Problems:
• A. In the Urban Sensing passage, why were the existing Urban Sensing collectors for Twitter, Foursquare and similar sources tuned to the Spanish language? Answer in one to three sentences.
• B. Set down the stretch of the Urban Sensing passage from "After Malcom personalisation" through "emotions and/or sentiments.", word for word.
• C. According to the Urban Sensing passage, who is the main beneficiary of the exhibitions and events assessment result?

After a personalization of Urban Sensing collectors the platform was completely integrated with Malcom (MOBI’s platform developed for Empresa Municipal de Transportes de Madrid) and able to collect from it information about the Empresa Municipal de Transportes de Madrid (EMT) like:
o General information about the device use by people
o Where people is requesting information about the EMT
o When people is requesting information
o Information about the bus line
o Information about how many Stops there are after user position
o User's typically used bus stops
o User's route from stop to stop
o Working time of EMT
As indicated before, all the information were related to the area of Madrid, using predefined bounding box to cover the entire city transport area.
After Malcom personalisation the already developed Urban Sensing collectors for Twitter, Foursquare etc. have been tuned to the Spanish language (common used words or slang sentences) to better understand and classify text related to emotions and/or sentiments.
The complete personalization of Urban Sensing platform allow the generation of a complete graphical interface to the map of Madrid showing the feedbacks obtained from users in a given area at a particular time.
Even if all the development have been completed a real validation of the Urban Sensing platform could not be arranged due to the MOBI’s default.
• Exhibitions, Events assessment
The main beneficiary of this result, and of the relative personalisation of the Urban Sensing platform, is LUST (LST). The biggest change in respect with the previous customisations in this third version is that in almost all functionalities that are added, tweets and social media are not only visually plotted on a map, but also they can be explored on the level of a single UGC item in terms of content, context, emotion, etc., or on the level of a selection. The main improvements in the third iteration are:
o New ways of visualizing information:
• Content and Context / Keywords and topics extracted from UGC are represented on a map through circular shapes
• Content and Context / Words associated to geometric clusters-areas processed by the platform can be visualized as word or tag clouds on a grid superimposed on the map
• Content and Context / Highlighting visually coherent groups among the clouds
• People Movement visualizations
• Height maps / Languages
• Cloud visualization (Isolines)
o Extraction of topics and contextualization:
• Languages / Spatial distribution of contributions in selected languages, coupled with feedback sentiments
• Add context to a set of data, by gathering content that is relevant to the object of the analysis, including news, Google search
• Inclusion of content from mainstream media feeds
• Inclusion of content from N-gram
• Trend detection
• Management system for setting up topic channels
o Interface:
• Perform multiple cities (comparative) analysis
• Possibility to add filters over the collected data
• Search within data on map (magnifying lens, visualise patterns and analyses on the map and/or side panel)
• Easy pull and push (import and export) of data streams through standardized APIs
• Dashboard showing textual description and graphs for each specific visualization
o General functionalities
• Support for Dutch in the natural language processing tools developed for English, Italian and Spanish languages
• Implementation of the emotion detection algorithms (and ranking)

Data records:
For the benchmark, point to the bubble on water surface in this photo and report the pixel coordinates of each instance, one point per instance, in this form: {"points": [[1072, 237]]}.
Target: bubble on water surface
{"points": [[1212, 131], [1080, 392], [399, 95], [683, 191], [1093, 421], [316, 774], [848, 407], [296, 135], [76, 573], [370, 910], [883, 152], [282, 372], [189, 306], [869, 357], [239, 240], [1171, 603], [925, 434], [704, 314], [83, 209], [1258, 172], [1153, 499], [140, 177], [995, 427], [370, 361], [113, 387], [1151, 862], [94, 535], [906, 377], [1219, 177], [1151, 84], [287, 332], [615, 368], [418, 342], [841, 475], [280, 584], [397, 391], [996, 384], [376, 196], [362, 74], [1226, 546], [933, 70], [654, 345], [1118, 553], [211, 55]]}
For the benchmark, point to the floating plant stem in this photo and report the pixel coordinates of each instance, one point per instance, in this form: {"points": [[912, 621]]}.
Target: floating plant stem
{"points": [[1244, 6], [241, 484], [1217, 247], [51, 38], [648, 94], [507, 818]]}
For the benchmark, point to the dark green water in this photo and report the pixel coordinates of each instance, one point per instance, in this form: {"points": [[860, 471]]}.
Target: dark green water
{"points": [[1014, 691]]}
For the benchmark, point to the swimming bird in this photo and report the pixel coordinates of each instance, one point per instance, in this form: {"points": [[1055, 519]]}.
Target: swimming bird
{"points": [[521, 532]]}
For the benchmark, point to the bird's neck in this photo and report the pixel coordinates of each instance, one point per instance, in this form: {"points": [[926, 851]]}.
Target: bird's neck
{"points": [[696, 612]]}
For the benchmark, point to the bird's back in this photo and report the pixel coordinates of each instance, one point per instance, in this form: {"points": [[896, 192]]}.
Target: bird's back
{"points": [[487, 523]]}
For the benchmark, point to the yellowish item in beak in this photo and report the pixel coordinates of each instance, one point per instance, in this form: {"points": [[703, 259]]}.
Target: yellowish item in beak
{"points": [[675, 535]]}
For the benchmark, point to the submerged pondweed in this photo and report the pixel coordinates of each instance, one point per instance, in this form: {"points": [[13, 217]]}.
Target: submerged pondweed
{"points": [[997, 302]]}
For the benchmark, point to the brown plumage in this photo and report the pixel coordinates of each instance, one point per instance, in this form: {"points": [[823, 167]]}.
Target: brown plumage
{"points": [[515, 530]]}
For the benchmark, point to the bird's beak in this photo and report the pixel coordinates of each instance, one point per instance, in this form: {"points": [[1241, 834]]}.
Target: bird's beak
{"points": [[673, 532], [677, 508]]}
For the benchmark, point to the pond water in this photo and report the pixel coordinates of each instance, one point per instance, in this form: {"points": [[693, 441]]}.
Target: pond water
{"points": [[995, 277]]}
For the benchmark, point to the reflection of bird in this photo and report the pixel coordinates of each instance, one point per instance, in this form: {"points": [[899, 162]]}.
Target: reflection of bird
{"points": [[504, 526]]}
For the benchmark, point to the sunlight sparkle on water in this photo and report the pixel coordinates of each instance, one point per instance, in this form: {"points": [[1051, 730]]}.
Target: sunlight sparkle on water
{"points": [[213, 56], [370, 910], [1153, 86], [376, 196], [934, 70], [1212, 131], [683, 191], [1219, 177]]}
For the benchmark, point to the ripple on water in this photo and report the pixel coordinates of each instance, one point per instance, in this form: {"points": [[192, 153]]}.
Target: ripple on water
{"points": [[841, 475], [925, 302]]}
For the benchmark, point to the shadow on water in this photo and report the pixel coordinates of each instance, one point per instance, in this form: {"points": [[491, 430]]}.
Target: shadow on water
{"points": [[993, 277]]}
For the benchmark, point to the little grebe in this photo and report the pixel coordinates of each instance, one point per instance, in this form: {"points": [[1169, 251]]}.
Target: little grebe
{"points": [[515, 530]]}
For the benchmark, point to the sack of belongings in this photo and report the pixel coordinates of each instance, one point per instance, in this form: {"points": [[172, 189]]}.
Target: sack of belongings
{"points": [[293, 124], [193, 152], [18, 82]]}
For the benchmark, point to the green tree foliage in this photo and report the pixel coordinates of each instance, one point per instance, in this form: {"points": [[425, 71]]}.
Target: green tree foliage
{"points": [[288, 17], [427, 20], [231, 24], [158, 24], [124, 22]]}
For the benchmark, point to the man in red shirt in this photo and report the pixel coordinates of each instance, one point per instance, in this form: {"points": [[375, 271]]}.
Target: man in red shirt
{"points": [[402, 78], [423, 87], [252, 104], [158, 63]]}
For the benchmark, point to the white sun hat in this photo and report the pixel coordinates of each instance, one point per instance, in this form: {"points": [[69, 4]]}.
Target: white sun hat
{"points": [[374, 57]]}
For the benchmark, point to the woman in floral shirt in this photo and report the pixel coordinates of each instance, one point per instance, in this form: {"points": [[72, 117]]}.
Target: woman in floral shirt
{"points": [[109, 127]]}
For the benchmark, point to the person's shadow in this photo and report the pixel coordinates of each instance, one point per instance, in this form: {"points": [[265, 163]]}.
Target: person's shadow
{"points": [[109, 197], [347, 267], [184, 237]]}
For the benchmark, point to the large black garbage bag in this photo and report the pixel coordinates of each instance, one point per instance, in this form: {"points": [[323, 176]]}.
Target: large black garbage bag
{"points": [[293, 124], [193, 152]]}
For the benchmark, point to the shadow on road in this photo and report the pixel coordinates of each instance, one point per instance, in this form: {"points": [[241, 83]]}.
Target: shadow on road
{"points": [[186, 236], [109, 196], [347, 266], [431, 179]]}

Replies:
• A. After the Malcom personalization, the collectors were tuned to Spanish, including commonly used words and slang sentences. This was done so the platform could better understand and classify text related to emotions and/or sentiments.

• B.
After Malcom personalisation the already developed Urban Sensing collectors for Twitter, Foursquare etc. have been tuned to the Spanish language (common used words or slang sentences) to better understand and classify text related to emotions and/or sentiments.

• C. LUST (LST).